---- Given records

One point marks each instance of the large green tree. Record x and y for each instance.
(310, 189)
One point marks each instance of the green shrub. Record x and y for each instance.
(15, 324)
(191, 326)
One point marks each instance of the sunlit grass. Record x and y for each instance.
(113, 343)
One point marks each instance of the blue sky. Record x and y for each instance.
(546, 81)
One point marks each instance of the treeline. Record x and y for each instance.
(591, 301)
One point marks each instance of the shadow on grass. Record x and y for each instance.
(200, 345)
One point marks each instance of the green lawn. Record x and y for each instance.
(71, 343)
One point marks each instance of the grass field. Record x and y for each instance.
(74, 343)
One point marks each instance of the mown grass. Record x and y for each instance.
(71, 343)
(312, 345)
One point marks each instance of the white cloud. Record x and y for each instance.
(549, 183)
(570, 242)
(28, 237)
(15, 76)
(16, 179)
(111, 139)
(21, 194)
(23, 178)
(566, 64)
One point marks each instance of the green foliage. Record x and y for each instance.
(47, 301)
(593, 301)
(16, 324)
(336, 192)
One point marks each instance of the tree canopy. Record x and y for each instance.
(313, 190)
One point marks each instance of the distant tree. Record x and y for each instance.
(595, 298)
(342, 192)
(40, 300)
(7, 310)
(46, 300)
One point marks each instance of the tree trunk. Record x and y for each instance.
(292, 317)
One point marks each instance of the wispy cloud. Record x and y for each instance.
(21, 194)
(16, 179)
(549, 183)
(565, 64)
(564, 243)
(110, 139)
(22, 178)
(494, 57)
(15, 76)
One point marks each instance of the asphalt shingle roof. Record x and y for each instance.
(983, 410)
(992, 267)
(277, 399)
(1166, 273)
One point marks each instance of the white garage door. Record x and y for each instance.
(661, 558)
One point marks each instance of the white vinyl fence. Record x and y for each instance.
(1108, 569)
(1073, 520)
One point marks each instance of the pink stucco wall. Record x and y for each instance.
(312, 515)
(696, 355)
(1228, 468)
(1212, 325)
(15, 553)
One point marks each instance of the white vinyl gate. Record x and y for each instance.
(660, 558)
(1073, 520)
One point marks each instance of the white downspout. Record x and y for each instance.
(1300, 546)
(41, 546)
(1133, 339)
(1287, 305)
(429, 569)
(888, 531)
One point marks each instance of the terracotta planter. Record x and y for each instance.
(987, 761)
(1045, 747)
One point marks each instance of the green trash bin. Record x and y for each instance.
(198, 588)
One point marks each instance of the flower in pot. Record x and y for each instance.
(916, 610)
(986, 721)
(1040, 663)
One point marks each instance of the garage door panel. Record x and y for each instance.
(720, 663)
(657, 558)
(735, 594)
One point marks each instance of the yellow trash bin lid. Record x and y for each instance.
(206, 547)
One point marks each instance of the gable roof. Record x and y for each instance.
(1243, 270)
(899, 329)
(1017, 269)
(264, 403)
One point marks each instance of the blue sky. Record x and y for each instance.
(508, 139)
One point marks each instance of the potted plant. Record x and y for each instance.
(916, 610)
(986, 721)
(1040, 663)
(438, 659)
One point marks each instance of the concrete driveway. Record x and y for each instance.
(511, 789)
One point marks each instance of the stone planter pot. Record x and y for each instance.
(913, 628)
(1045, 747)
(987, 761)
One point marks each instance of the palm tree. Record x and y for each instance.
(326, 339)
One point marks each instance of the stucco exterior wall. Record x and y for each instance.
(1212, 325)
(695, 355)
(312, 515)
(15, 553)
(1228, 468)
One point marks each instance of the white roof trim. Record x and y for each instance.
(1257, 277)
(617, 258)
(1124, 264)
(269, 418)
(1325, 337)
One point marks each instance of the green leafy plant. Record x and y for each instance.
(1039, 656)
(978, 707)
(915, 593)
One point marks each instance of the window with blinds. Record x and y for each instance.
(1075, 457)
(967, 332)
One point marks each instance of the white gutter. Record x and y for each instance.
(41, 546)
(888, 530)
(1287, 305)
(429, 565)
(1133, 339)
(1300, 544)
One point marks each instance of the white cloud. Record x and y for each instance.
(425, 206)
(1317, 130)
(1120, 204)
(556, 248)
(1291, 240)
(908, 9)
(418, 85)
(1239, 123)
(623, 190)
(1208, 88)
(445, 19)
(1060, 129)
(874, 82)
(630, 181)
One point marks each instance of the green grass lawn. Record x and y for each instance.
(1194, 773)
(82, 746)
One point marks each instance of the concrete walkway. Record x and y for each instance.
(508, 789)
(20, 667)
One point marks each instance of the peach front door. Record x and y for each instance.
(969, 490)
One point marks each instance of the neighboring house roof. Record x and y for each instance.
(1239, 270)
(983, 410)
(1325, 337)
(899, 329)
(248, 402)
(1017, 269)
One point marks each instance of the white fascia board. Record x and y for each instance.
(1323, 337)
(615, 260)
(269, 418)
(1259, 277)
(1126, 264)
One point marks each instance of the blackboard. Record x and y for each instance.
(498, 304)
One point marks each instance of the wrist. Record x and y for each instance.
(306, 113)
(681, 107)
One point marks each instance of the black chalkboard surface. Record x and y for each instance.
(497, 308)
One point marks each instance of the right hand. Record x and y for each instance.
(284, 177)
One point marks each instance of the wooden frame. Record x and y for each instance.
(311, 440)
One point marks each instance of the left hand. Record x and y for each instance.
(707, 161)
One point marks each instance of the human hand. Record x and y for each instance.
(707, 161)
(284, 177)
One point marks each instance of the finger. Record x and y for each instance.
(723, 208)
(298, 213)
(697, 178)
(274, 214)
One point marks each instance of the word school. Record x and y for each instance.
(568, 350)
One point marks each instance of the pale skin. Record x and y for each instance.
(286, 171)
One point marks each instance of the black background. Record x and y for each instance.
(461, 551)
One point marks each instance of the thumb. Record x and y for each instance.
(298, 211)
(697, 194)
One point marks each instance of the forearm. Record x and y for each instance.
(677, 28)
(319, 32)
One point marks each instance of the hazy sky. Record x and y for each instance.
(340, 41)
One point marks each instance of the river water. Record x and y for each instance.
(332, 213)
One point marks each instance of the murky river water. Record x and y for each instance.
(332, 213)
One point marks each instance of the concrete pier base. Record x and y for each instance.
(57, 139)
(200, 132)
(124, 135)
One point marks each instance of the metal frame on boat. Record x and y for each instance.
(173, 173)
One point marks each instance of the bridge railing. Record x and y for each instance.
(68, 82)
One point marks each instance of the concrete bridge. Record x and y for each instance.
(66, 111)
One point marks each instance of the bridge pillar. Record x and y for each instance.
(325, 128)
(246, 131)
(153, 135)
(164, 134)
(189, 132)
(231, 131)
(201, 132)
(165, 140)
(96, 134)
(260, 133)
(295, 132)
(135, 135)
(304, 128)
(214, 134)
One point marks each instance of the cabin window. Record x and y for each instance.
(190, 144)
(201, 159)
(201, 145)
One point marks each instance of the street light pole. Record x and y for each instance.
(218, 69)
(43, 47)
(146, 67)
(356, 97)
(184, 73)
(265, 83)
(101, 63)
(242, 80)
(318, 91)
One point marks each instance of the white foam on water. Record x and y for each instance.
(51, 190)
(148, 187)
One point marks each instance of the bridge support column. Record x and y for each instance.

--------

- _Goal_
Repeat every record, keeping each word and mark exactly as it is.

- _Answer to this exercise_
One point marks each instance of the large green tree. Record x and y for each instance.
(310, 189)
One point marks each instance of the green shrub. Record x and y for each instance.
(15, 324)
(191, 326)
One point marks each instance of the sunlit grass. Record x and y for each instance.
(113, 343)
One point marks each instance of the blue sky. Record x and y for each instance.
(546, 81)
One point marks each instance of the treeline. Record x and y for each instance.
(591, 301)
One point marks each instance of the shadow on grass. Record x and y for each instance.
(200, 345)
One point marks each instance of the green lawn. Record x and y for each instance.
(71, 343)
One point marks each instance of the grass field. Record x and y for each instance.
(74, 343)
One point marks each instance of the mown grass. Record x and y for each instance.
(71, 343)
(312, 345)
One point marks each instance of the white cloud. Record x and y for each instance.
(549, 183)
(570, 242)
(28, 237)
(15, 76)
(16, 179)
(111, 139)
(21, 194)
(23, 178)
(566, 64)
One point marks each instance of the green foliage. Record x and y for each instance.
(47, 301)
(593, 301)
(16, 324)
(336, 192)
One point marks each instance of the tree canopy. Record x and y for each instance.
(313, 190)
One point marks each instance of the distant tree. Record x and y for each instance.
(595, 298)
(342, 192)
(40, 300)
(7, 310)
(46, 300)
One point marks each instance of the tree trunk. Record x and y for each instance.
(292, 317)
One point marks each instance of the wispy cloud. Record x and y for each instance.
(21, 194)
(16, 179)
(549, 183)
(565, 64)
(564, 243)
(110, 139)
(22, 178)
(494, 57)
(15, 76)
One point marks each instance of the asphalt shingle roof. Record x and y for each instance.
(983, 410)
(992, 267)
(277, 399)
(1166, 273)
One point marks each instance of the white garage door. Record x and y for each instance.
(661, 558)
One point marks each instance of the white vinyl fence. Record x and y for each instance.
(1108, 569)
(1073, 520)
One point marks each instance of the pink stucco wall. Record x and y for each instance.
(312, 515)
(696, 355)
(1228, 468)
(1212, 325)
(15, 553)
One point marks each instance of the white vinyl gate. Record x and y for each instance.
(660, 558)
(1073, 520)
One point marks each instance of the white downspout. Record x and y for each instance.
(1300, 546)
(41, 546)
(1133, 339)
(1287, 305)
(429, 569)
(888, 531)
One point marks each instance of the terracotta planter. Record x and y for each instance.
(987, 761)
(1045, 747)
One point marks each instance of the green trash bin. Record x and y for each instance.
(198, 588)
One point marks each instance of the flower in pot. Record x and y for each instance.
(916, 610)
(986, 721)
(1040, 663)
One point marks each instance of the garage door panel. Record x and y for each instance.
(720, 663)
(657, 558)
(735, 594)
One point marks each instance of the yellow trash bin lid. Record x and y for each instance.
(206, 547)
One point marks each instance of the gable roof. Record x and y for each instance.
(1243, 270)
(899, 329)
(1017, 269)
(264, 403)
One point marks each instance of the blue sky. Record x and y for each instance.
(508, 139)
One point marks each instance of the potted plant. Record x and y for each instance.
(916, 610)
(986, 721)
(1040, 663)
(438, 659)
One point marks each instance of the concrete driveway. Record x and y for each instance.
(511, 789)
One point marks each instance of the stone planter pot. Record x and y for each instance.
(913, 628)
(1045, 747)
(987, 761)
One point marks each instance of the palm tree. Record x and y for each instance.
(326, 339)
One point marks each instance of the stucco exterior wall. Record x and y for each instance.
(1212, 325)
(695, 355)
(312, 515)
(15, 553)
(1228, 468)
One point marks each instance of the white roof trim. Record x and y for each instance.
(1257, 277)
(617, 258)
(1124, 264)
(269, 418)
(1325, 337)
One point marks each instance of the green leafy plant. Record x and y for each instance.
(1039, 656)
(978, 707)
(915, 593)
One point marks each instance of the window with blinds. Record x and y for each instance.
(1075, 457)
(967, 332)
One point marks each instance of the white gutter. Record x and y for each instance.
(41, 546)
(888, 530)
(1287, 305)
(429, 565)
(1133, 339)
(1300, 544)
One point marks each instance of the white cloud. Record x and y for each instance.
(425, 206)
(1317, 130)
(1120, 204)
(556, 248)
(1291, 240)
(908, 9)
(418, 85)
(1239, 123)
(623, 190)
(1208, 88)
(445, 19)
(1060, 129)
(874, 82)
(630, 181)
One point marks each instance of the green grass lawn. Record x and y for each instance.
(1194, 773)
(82, 746)
One point marks each instance of the concrete walkway. Record x and y for each instance.
(508, 789)
(20, 667)
One point marks each instance of the peach front door. Record x and y for each instance.
(969, 490)
One point marks each instance of the neighboring house roof. Record x and y for each instance.
(1239, 270)
(983, 410)
(1325, 337)
(899, 329)
(248, 402)
(1017, 269)
One point marks each instance of the white fascia board. Record x and y for each instance.
(1323, 337)
(615, 260)
(269, 418)
(1259, 277)
(1126, 264)
One point marks each instance of the blackboard. Record x and y for each instance.
(498, 304)
One point marks each instance of the wrist. Record x and y for each instance.
(306, 113)
(681, 107)
One point marks each instance of the black chalkboard surface. Record x and y for each instance.
(497, 308)
One point marks each instance of the right hand. Record x and y for each instance.
(284, 177)
One point marks each instance of the wooden frame. Record x and y for each instance.
(311, 440)
One point marks each instance of the left hand. Record x and y for each instance.
(707, 161)
One point marks each instance of the human hand. Record x and y for each instance.
(707, 161)
(284, 177)
One point marks each instance of the finger. Record x and y for each instance.
(723, 208)
(298, 213)
(697, 178)
(274, 214)
One point marks each instance of the word school. Record x and y for each instance.
(568, 350)
One point marks each instance of the pale skin. Record x and y for each instance.
(286, 171)
One point marks each instance of the black background. Record x and y for each instance.
(461, 551)
One point marks each instance of the thumb. Record x and y for each instance.
(298, 211)
(697, 194)
One point marks each instance of the forearm. Record x and y for each instance.
(677, 28)
(319, 32)
One point marks each instance of the hazy sky. Record x and y for each instance.
(340, 41)
One point marks each instance of the river water. Record x and y for each instance.
(332, 213)
One point marks each instance of the murky river water. Record x and y for each instance.
(332, 213)
One point marks each instance of the concrete pier base. Record x and y for each instance.
(57, 139)
(200, 132)
(124, 135)
One point marks each instance of the metal frame on boat. Record x and y for each instance.
(173, 173)
One point marks each instance of the bridge railing. Record x and y for each instance.
(68, 82)
One point marks each instance of the concrete bridge. Record x and y for each instance.
(66, 111)
One point marks each instance of the bridge pillar. Record x and y for each instance.
(325, 128)
(246, 131)
(153, 135)
(164, 134)
(189, 132)
(231, 131)
(201, 132)
(165, 140)
(96, 134)
(260, 133)
(295, 132)
(135, 135)
(304, 128)
(214, 134)
One point marks each instance of the cabin window. Record x and y for each instance.
(190, 144)
(201, 159)
(201, 145)
One point marks each instance of the street light pole. Record x and y for each instance.
(218, 69)
(43, 47)
(146, 67)
(356, 97)
(184, 73)
(265, 83)
(101, 63)
(242, 80)
(318, 91)
One point marks each instance of the white foam on water. Record x and y for each instance.
(51, 190)
(148, 187)
One point marks each instance of the bridge support column. Record x and y for each instance.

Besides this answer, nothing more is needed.